== SOURCE DATA
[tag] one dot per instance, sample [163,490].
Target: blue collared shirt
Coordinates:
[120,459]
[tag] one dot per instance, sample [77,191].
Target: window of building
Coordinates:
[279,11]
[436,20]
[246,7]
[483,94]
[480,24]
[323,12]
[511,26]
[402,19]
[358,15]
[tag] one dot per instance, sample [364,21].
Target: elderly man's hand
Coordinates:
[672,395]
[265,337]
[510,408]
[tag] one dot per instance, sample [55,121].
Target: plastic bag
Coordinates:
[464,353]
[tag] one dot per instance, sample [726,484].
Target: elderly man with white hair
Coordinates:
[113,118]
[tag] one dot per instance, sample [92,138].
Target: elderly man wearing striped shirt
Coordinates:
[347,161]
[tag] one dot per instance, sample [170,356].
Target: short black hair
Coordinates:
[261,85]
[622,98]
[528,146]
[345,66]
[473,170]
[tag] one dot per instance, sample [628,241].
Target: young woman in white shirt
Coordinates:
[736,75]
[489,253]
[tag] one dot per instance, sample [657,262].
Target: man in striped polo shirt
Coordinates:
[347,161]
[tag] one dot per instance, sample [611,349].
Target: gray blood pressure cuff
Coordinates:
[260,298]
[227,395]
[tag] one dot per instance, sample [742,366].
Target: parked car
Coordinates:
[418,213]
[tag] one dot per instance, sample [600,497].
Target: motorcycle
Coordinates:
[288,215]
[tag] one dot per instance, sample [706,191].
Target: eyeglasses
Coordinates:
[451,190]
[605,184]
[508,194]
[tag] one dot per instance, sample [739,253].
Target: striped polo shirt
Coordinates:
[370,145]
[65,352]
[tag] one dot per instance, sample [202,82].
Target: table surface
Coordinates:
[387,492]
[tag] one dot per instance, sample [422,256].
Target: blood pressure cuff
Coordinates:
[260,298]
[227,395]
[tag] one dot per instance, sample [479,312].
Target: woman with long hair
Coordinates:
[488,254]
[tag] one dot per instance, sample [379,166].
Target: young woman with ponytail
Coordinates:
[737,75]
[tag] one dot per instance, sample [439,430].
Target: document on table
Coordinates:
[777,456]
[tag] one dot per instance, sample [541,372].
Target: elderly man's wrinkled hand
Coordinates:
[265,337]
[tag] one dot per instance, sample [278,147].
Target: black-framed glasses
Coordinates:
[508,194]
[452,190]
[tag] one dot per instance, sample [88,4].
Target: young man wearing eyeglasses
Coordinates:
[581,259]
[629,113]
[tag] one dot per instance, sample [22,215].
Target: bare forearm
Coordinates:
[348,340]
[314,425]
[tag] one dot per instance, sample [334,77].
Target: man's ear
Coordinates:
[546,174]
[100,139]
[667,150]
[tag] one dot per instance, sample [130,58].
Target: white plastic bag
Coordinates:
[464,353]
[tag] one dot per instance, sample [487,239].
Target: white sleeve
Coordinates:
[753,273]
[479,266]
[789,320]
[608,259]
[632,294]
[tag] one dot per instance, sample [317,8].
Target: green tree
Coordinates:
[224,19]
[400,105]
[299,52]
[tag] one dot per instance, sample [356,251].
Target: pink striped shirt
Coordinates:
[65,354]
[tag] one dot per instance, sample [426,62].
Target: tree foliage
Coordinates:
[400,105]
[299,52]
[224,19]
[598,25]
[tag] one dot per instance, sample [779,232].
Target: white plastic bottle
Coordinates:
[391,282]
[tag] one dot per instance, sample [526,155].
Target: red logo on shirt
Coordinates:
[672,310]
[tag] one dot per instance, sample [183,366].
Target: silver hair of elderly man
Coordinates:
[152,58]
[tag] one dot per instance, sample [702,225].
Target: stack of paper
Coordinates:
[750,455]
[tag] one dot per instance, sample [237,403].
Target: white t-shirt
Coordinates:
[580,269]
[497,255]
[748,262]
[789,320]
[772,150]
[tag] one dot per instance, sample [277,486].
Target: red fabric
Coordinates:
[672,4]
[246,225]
====
# [EXERCISE GOAL]
Copy out each line of the material above, word for word, from the first down to the line containing "[tag] one dot per instance, sample [611,349].". Add nothing.

# [SOLUTION TO THE PROBLEM]
[tag] one dot per instance, sample [163,490].
Target: blue collared shirt
Coordinates:
[120,459]
[tag] one dot per instance, sample [77,191].
Target: window of building
Coordinates:
[279,11]
[436,20]
[246,7]
[483,94]
[480,24]
[323,12]
[511,26]
[402,19]
[358,15]
[tag] one dot per instance, sample [364,21].
Target: elderly man's hand
Coordinates:
[672,395]
[265,337]
[510,408]
[tag] one dot per instance, sample [55,121].
Target: plastic bag
Coordinates:
[464,353]
[tag] one dot per instance, sample [726,484].
Target: elderly man with white hair
Coordinates:
[113,118]
[tag] one dot per instance, sample [92,138].
Target: elderly man wearing striped shirt
Coordinates:
[347,161]
[tag] one dot per instance, sample [170,356].
Target: short black hair
Coordinates:
[261,85]
[622,98]
[528,146]
[345,66]
[473,170]
[tag] one dot per instance, sample [628,241].
Target: young woman in white shirt
Coordinates:
[736,75]
[489,253]
[tag] one dot per instance, sample [657,262].
Target: man in striped polo shirt
Coordinates:
[347,161]
[tag] one dot per instance, sample [611,349].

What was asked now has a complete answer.